• [Task objective]:
Show every line of the records below that contains the word "spire".

• [Source records]:
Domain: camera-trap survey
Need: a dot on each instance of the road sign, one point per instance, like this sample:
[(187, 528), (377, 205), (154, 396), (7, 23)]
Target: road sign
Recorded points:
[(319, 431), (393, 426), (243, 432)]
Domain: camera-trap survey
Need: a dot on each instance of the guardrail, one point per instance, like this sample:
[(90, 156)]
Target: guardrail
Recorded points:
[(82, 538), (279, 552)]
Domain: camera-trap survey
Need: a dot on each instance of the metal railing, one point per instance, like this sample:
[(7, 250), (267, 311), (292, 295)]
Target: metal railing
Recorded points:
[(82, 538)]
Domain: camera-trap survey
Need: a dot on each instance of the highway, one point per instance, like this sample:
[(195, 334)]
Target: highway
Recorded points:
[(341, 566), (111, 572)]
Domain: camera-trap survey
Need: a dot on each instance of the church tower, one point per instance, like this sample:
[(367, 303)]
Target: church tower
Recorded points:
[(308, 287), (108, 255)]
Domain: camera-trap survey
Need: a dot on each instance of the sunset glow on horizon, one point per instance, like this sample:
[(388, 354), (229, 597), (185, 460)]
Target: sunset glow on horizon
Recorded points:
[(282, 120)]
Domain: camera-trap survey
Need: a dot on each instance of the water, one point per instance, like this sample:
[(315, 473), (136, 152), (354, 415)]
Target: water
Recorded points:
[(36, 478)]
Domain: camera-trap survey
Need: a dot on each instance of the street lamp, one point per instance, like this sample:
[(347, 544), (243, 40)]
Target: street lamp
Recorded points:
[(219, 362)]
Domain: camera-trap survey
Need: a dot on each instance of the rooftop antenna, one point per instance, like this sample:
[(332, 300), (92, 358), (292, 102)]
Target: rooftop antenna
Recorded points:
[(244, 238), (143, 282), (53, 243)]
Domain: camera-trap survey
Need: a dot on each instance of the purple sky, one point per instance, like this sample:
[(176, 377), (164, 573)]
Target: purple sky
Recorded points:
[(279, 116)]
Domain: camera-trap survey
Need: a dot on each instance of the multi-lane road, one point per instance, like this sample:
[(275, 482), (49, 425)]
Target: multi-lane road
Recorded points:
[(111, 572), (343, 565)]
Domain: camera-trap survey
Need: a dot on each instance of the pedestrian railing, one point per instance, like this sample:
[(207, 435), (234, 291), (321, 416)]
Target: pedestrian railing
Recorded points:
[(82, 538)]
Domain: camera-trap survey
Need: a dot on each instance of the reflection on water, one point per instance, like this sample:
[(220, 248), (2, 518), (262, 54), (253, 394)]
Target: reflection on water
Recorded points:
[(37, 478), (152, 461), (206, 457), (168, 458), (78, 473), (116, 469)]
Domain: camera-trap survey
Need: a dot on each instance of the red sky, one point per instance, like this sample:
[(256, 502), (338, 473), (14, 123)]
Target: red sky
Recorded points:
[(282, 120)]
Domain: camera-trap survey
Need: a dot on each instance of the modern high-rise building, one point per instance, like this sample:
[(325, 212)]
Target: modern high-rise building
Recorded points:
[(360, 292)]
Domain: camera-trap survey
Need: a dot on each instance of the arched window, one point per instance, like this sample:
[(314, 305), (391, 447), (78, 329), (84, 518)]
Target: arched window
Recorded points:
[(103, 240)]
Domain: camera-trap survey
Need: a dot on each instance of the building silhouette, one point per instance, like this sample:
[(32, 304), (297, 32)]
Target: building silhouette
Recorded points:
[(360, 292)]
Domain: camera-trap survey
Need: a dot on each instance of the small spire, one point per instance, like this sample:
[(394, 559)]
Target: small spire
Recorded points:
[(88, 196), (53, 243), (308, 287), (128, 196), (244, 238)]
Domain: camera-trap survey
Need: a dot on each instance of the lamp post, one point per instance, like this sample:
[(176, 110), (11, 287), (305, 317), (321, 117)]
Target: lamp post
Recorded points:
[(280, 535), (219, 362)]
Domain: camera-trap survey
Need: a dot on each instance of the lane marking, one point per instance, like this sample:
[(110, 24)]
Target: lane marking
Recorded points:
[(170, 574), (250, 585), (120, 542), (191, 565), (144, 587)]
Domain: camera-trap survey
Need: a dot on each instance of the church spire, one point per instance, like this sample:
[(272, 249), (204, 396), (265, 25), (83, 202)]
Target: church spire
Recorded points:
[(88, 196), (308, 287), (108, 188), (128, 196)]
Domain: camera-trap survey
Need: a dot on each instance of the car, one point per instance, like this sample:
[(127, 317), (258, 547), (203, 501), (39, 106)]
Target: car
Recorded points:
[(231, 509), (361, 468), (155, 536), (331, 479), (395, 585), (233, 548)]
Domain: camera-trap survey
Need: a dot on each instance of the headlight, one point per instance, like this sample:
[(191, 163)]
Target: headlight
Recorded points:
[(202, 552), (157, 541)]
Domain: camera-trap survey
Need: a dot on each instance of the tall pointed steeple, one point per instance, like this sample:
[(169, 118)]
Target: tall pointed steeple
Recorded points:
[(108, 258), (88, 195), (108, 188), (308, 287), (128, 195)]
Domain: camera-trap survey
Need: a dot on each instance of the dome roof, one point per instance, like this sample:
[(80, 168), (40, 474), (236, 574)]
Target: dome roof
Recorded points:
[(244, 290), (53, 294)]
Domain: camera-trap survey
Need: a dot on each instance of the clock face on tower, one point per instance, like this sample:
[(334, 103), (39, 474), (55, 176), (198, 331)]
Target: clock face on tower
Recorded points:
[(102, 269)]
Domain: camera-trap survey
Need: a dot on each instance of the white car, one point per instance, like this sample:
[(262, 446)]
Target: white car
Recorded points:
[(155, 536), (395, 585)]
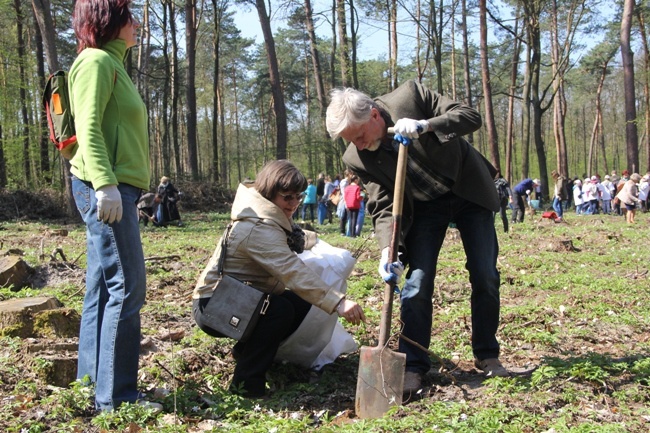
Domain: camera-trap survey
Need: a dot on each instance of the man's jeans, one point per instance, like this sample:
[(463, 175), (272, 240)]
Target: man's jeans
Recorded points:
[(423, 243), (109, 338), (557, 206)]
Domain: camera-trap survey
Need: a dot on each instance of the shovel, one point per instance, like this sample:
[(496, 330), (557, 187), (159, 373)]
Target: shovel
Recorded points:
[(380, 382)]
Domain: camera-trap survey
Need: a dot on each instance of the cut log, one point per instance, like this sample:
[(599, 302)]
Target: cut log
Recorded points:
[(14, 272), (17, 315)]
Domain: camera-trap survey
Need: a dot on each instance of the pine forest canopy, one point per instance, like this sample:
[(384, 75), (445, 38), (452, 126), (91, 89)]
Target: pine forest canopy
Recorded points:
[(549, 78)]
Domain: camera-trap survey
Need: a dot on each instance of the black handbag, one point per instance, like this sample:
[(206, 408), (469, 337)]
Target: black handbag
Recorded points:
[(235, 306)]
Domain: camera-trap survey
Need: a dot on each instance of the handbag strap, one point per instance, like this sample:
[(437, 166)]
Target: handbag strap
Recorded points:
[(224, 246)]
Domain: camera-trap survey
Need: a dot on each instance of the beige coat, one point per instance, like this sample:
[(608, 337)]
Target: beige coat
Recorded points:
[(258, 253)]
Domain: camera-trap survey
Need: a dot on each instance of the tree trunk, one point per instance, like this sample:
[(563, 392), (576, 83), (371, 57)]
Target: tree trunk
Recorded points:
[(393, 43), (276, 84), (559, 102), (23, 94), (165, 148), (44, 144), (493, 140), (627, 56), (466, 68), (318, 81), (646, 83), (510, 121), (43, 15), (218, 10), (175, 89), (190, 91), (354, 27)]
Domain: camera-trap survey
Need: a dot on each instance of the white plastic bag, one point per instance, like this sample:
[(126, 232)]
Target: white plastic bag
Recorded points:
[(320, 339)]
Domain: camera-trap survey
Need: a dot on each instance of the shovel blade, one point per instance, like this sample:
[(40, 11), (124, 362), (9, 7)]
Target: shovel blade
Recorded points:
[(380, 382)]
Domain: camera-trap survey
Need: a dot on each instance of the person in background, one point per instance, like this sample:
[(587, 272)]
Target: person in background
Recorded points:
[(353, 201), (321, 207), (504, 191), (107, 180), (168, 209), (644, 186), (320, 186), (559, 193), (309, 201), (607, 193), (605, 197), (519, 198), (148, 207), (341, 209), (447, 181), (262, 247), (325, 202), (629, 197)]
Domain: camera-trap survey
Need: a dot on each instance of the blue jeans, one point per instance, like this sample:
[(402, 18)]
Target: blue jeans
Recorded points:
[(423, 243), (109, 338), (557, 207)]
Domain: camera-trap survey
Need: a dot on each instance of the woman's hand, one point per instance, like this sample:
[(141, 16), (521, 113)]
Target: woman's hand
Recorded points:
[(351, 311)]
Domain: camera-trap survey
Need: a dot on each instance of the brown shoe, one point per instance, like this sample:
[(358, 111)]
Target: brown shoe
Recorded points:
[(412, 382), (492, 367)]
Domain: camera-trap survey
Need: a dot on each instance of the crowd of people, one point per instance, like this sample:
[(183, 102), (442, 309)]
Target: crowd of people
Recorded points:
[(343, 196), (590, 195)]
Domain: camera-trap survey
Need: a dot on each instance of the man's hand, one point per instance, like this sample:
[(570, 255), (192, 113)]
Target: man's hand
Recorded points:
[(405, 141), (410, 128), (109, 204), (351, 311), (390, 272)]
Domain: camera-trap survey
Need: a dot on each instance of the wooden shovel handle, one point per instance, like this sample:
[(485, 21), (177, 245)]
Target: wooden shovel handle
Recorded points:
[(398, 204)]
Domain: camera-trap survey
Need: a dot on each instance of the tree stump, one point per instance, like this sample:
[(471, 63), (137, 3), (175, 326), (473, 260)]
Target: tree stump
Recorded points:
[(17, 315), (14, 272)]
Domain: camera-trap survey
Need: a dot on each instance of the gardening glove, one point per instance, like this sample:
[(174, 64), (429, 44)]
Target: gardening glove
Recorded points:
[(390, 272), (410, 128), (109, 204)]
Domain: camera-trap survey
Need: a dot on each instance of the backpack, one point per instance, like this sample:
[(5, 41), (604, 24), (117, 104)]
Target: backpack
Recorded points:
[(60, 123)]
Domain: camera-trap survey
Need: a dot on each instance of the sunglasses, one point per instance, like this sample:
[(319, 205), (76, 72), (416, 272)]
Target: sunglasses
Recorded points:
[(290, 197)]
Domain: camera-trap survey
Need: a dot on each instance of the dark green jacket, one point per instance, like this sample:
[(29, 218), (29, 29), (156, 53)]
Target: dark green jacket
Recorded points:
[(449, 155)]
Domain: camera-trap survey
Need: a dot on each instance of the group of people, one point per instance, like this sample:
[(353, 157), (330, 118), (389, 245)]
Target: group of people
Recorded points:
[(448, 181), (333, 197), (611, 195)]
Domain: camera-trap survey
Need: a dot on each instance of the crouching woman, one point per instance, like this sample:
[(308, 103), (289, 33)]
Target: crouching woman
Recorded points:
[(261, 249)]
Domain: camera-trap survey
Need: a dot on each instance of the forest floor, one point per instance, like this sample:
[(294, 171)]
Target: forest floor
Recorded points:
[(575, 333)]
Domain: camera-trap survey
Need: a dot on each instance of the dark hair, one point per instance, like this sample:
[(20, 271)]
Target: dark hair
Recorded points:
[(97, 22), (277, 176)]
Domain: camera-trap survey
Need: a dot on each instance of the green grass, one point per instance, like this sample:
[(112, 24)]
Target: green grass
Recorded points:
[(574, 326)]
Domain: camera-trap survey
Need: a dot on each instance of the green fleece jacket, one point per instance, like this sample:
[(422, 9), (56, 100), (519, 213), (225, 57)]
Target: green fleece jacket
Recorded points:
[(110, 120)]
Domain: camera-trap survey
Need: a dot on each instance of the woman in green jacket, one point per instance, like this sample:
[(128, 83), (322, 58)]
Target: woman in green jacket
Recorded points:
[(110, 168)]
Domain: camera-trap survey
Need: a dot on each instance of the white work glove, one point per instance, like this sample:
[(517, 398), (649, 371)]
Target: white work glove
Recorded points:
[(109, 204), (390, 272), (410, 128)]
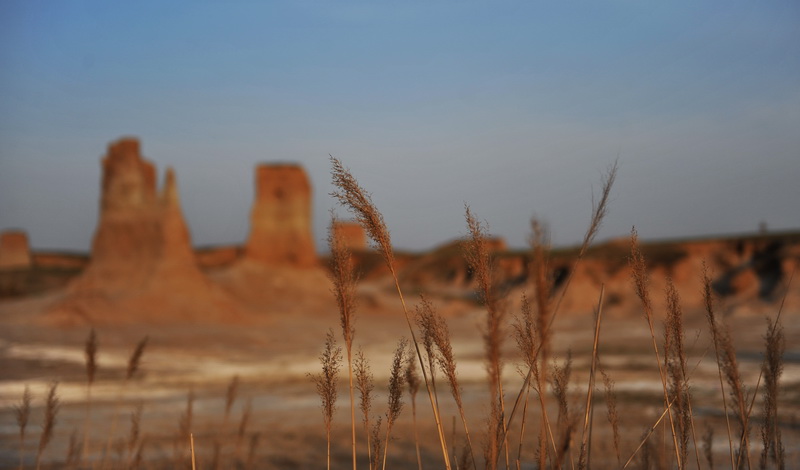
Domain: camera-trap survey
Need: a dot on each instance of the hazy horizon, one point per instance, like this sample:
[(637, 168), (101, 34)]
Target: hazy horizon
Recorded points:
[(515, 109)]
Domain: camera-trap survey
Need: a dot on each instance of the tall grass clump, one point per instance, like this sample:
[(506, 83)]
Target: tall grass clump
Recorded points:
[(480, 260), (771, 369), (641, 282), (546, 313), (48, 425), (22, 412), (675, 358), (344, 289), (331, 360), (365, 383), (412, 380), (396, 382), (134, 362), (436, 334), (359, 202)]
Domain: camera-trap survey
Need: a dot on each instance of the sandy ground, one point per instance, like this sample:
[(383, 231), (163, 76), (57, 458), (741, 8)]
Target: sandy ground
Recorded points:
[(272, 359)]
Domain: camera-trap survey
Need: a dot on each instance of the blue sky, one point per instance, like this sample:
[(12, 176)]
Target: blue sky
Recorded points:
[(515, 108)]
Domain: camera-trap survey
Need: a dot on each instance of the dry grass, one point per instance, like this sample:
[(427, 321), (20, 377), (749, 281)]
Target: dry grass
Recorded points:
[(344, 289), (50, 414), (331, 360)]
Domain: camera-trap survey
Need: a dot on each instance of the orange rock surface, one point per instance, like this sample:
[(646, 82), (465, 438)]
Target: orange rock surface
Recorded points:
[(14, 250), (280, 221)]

• [Response to the task]:
Need: a dot on each instance of the small spire, one point per instance, like this sample:
Target: small spire
Need: a dot on each instance of the church spire, one point per instance, like this sample:
Target: church spire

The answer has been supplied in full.